How to complete this task ▸ The answer is the line with "Rapid-fire question: Where does the shadow" and every line after it to the end of the listing, retyped exactly. Pictures do not belong in it.
Material supplied Start Marker
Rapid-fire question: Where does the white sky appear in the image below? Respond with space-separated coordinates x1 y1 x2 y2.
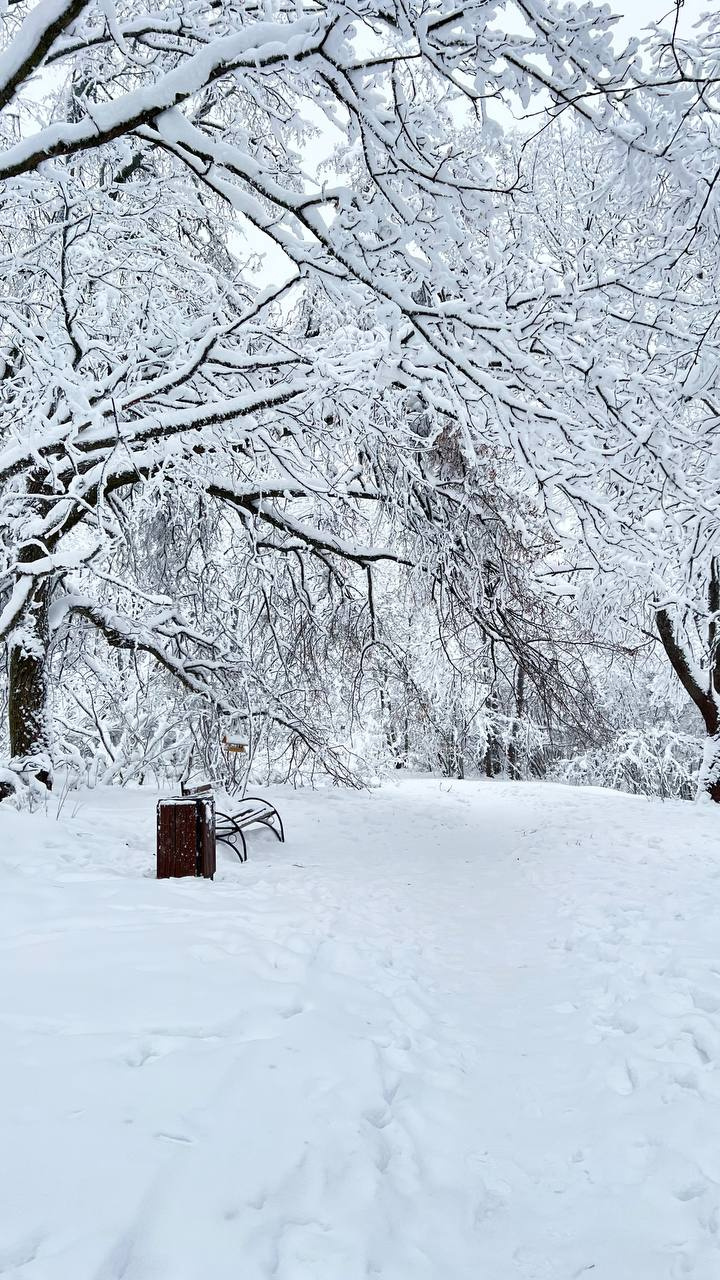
617 0 708 39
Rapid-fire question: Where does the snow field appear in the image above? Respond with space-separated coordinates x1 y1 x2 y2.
1 780 719 1278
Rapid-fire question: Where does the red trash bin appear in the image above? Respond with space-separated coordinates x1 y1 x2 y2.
157 795 216 880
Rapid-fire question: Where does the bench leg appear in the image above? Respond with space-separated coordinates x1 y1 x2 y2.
256 813 284 843
239 798 284 843
235 829 248 862
215 812 248 863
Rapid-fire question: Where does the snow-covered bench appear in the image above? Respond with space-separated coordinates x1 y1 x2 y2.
181 783 284 863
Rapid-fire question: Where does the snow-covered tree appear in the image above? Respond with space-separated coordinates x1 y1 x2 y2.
3 0 720 800
0 0 631 789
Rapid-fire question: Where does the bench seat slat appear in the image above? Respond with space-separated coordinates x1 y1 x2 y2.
182 786 284 862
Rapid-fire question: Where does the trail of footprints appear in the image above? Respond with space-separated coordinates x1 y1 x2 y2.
576 891 720 1270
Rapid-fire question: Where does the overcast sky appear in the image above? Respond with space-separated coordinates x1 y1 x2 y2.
617 0 708 38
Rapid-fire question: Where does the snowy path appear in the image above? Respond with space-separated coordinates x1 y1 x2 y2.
1 780 720 1279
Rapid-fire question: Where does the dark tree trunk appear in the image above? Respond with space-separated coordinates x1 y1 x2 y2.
484 680 501 777
2 576 53 797
507 663 526 782
656 589 719 803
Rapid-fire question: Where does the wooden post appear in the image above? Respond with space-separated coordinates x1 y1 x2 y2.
157 796 216 880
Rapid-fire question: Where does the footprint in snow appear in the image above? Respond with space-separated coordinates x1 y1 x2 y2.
684 1028 714 1066
363 1105 392 1130
674 1180 707 1202
124 1041 158 1068
671 1068 701 1093
0 1231 44 1273
690 987 720 1014
596 1009 640 1036
606 1060 637 1095
279 1000 305 1019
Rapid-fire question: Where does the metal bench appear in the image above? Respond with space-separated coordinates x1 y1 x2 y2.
214 796 284 862
181 783 284 863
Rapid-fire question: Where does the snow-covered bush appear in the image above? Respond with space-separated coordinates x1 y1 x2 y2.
550 729 702 801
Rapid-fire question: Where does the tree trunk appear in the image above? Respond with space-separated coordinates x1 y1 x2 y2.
698 734 720 804
656 602 719 804
507 663 525 782
484 679 501 777
2 577 53 795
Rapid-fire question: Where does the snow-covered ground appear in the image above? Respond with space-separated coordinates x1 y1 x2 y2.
1 779 719 1279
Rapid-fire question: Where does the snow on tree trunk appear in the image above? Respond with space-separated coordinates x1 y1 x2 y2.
697 735 720 805
5 579 52 793
656 605 720 805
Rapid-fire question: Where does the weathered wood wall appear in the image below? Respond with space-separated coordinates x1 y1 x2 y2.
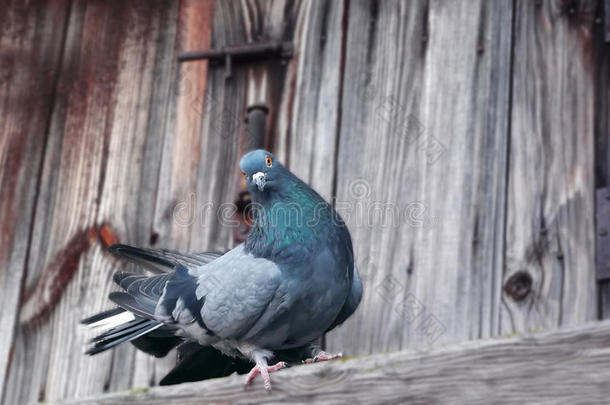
0 0 608 403
328 0 514 355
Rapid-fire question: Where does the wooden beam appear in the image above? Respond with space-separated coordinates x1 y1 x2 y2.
0 0 72 401
52 320 610 404
327 0 514 354
2 1 184 403
502 0 598 332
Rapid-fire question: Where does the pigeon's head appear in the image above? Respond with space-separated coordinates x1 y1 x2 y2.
240 149 284 194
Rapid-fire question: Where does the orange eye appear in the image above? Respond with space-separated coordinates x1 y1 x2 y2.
241 170 247 178
265 155 272 167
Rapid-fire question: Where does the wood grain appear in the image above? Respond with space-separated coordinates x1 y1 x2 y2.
326 0 514 354
2 1 183 403
274 0 347 202
51 320 610 405
2 0 350 403
130 0 213 389
0 0 72 401
502 0 597 333
0 0 606 403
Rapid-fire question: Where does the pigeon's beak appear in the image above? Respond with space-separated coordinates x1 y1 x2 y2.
252 172 266 191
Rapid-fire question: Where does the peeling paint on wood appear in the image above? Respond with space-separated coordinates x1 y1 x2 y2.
19 228 92 327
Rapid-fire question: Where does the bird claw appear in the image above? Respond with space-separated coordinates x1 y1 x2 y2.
303 351 343 364
244 361 288 391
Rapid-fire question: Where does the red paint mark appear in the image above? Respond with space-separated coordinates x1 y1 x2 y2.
19 228 92 327
99 224 118 247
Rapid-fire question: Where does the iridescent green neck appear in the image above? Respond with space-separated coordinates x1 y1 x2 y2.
244 177 334 259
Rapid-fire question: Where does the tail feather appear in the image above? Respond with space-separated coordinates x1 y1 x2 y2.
81 307 125 325
82 309 135 329
90 318 150 343
86 320 163 355
83 249 184 355
109 291 157 319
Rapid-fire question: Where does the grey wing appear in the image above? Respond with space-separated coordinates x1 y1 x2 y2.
109 244 223 273
195 245 282 339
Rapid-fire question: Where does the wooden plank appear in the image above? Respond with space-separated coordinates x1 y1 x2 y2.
501 0 597 332
326 0 513 355
274 0 347 202
155 0 346 249
166 0 346 247
52 320 610 405
1 0 601 403
1 1 347 402
2 1 182 403
0 0 72 401
595 0 610 318
130 0 213 388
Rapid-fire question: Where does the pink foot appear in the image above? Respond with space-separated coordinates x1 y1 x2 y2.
303 350 343 364
244 361 287 391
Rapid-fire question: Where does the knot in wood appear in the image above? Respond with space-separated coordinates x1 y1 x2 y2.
504 271 533 301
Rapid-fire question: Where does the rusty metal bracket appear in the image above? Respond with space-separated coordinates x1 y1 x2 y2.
178 41 293 79
244 104 269 147
597 187 610 281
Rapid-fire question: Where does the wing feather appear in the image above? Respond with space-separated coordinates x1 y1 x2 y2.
196 245 282 339
109 244 223 274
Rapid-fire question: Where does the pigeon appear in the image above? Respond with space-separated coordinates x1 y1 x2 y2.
83 149 363 390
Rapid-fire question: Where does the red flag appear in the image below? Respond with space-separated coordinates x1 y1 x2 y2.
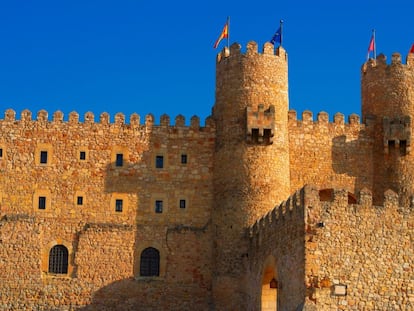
367 35 375 53
213 19 229 49
367 34 375 60
410 44 414 54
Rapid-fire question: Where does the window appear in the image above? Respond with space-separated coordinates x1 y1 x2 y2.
115 153 123 167
79 151 86 160
263 129 272 144
115 199 123 212
155 200 163 213
140 247 160 277
40 151 48 164
77 196 83 205
155 155 164 168
0 148 3 158
38 196 46 210
181 154 187 164
48 245 69 274
179 199 186 209
400 140 407 156
251 128 259 143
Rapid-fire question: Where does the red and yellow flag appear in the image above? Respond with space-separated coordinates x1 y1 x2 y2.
213 19 229 49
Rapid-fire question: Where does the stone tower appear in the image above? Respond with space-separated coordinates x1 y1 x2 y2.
362 52 414 205
212 42 290 309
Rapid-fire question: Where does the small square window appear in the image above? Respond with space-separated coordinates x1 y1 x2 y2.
77 196 83 205
0 148 3 158
115 199 123 212
155 155 164 169
79 151 86 160
181 154 187 164
40 151 48 164
38 196 46 210
179 199 186 209
116 154 123 167
155 200 163 213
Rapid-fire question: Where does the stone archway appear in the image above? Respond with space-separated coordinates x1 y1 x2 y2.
261 255 278 311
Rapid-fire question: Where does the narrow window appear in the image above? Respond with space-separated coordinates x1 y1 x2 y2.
38 196 46 210
181 154 187 164
77 196 83 206
179 199 186 209
263 129 272 144
400 140 407 156
140 247 160 277
388 140 396 156
155 155 164 169
115 199 123 212
79 151 86 160
40 151 48 164
116 153 123 167
251 128 259 143
48 245 69 274
155 200 163 213
0 148 3 158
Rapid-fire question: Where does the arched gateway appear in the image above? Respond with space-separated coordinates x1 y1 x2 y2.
261 255 278 311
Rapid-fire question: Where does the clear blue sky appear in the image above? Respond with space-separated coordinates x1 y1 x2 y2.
0 0 413 124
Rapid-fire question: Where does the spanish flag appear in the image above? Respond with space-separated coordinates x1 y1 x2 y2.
213 18 229 49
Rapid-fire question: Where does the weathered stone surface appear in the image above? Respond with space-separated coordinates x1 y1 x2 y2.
0 43 414 310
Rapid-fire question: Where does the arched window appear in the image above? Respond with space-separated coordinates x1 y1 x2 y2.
140 247 160 277
48 245 69 274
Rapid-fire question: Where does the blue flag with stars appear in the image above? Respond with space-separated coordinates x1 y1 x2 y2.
270 26 282 45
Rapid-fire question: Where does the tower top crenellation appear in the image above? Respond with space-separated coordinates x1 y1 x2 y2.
362 51 414 73
216 41 287 63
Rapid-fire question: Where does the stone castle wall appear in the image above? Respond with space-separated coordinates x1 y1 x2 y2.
247 188 308 310
288 110 373 196
0 110 215 310
247 185 414 310
1 43 414 310
305 186 414 310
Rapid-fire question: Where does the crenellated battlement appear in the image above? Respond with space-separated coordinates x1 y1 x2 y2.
288 109 364 129
247 185 412 245
248 187 307 239
216 41 287 63
362 52 414 73
0 109 215 132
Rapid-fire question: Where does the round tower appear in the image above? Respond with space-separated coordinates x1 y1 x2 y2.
361 52 414 205
212 41 290 309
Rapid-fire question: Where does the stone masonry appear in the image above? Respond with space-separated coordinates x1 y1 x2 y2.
0 41 414 310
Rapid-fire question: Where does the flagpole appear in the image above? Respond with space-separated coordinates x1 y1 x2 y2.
227 16 230 49
280 20 283 46
373 29 376 59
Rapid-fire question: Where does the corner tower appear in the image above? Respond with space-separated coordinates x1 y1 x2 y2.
212 42 290 309
362 52 414 205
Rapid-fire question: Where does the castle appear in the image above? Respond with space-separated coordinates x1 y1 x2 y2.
1 41 414 311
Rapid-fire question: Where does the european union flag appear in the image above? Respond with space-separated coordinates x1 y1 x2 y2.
270 26 282 45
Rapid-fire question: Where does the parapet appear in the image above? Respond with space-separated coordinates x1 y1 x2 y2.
362 52 414 74
248 186 311 239
216 41 287 63
247 185 413 243
288 110 364 130
0 109 215 132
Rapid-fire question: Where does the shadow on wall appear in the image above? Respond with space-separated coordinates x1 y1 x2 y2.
78 277 213 311
331 133 373 201
74 120 214 310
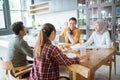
Material supplied End Marker
Your solution ▸
Rapid-fire question: Where does the shadow on wall appear in the image above? Respond with space-separated coordinates x1 y1 x2 y2.
78 277 213 311
331 133 373 201
74 120 214 310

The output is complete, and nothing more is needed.